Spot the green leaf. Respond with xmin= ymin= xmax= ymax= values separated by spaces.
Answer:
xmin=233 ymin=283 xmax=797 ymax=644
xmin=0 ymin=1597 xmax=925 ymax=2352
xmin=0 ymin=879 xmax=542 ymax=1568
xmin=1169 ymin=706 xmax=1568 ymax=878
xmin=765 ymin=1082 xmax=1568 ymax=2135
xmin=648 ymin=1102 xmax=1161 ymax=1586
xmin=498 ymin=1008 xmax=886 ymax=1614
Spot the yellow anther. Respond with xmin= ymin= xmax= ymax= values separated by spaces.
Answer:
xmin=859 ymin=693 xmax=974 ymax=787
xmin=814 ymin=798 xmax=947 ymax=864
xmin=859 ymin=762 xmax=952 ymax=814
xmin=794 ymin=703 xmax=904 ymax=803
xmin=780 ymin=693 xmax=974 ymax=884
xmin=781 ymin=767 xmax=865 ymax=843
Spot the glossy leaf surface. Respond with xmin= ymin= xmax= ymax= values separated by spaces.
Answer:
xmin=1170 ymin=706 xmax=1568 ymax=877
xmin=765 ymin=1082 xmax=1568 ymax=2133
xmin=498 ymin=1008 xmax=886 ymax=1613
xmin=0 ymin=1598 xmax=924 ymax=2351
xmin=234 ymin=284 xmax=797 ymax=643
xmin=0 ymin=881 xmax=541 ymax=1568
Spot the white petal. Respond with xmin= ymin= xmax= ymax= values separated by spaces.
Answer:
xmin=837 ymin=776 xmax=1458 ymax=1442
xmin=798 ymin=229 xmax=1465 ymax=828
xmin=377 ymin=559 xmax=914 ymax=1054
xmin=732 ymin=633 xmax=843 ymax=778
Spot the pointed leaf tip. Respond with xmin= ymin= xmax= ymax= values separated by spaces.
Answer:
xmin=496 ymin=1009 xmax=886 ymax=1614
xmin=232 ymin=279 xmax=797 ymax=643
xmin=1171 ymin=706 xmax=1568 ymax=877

● ● ●

Required work ▸
Retype each record above so that every word stays exactly the same.

Answer to this problem ▸
Spot the green leaf. Respond with xmin= ymin= xmax= ymax= values separated by spaces.
Answer:
xmin=233 ymin=283 xmax=797 ymax=644
xmin=0 ymin=1597 xmax=925 ymax=2352
xmin=0 ymin=879 xmax=542 ymax=1568
xmin=1169 ymin=706 xmax=1568 ymax=878
xmin=765 ymin=1082 xmax=1568 ymax=2135
xmin=648 ymin=1102 xmax=1161 ymax=1586
xmin=498 ymin=1008 xmax=886 ymax=1614
Spot the yellow anther. Respond with xmin= ymin= xmax= ymax= values separated by spaces.
Answer:
xmin=859 ymin=693 xmax=974 ymax=787
xmin=814 ymin=798 xmax=947 ymax=864
xmin=859 ymin=762 xmax=952 ymax=814
xmin=794 ymin=703 xmax=904 ymax=803
xmin=780 ymin=693 xmax=974 ymax=884
xmin=781 ymin=767 xmax=865 ymax=843
Spot the glossy leaf surface. Respond with xmin= ymin= xmax= ymax= values separated by spaces.
Answer:
xmin=1170 ymin=706 xmax=1568 ymax=877
xmin=765 ymin=1082 xmax=1568 ymax=2133
xmin=498 ymin=1008 xmax=886 ymax=1613
xmin=0 ymin=1598 xmax=924 ymax=2351
xmin=234 ymin=284 xmax=797 ymax=643
xmin=0 ymin=881 xmax=541 ymax=1568
Spot the white petal. Respond with xmin= ymin= xmax= ymax= values separated by spaces.
Answer:
xmin=837 ymin=776 xmax=1458 ymax=1442
xmin=798 ymin=229 xmax=1465 ymax=828
xmin=377 ymin=559 xmax=914 ymax=1054
xmin=732 ymin=633 xmax=843 ymax=778
Spot the pointed leaf tip. Respond with xmin= ymin= xmax= ymax= values separated by spaces.
Answer:
xmin=496 ymin=1009 xmax=886 ymax=1614
xmin=232 ymin=279 xmax=797 ymax=643
xmin=1171 ymin=706 xmax=1568 ymax=877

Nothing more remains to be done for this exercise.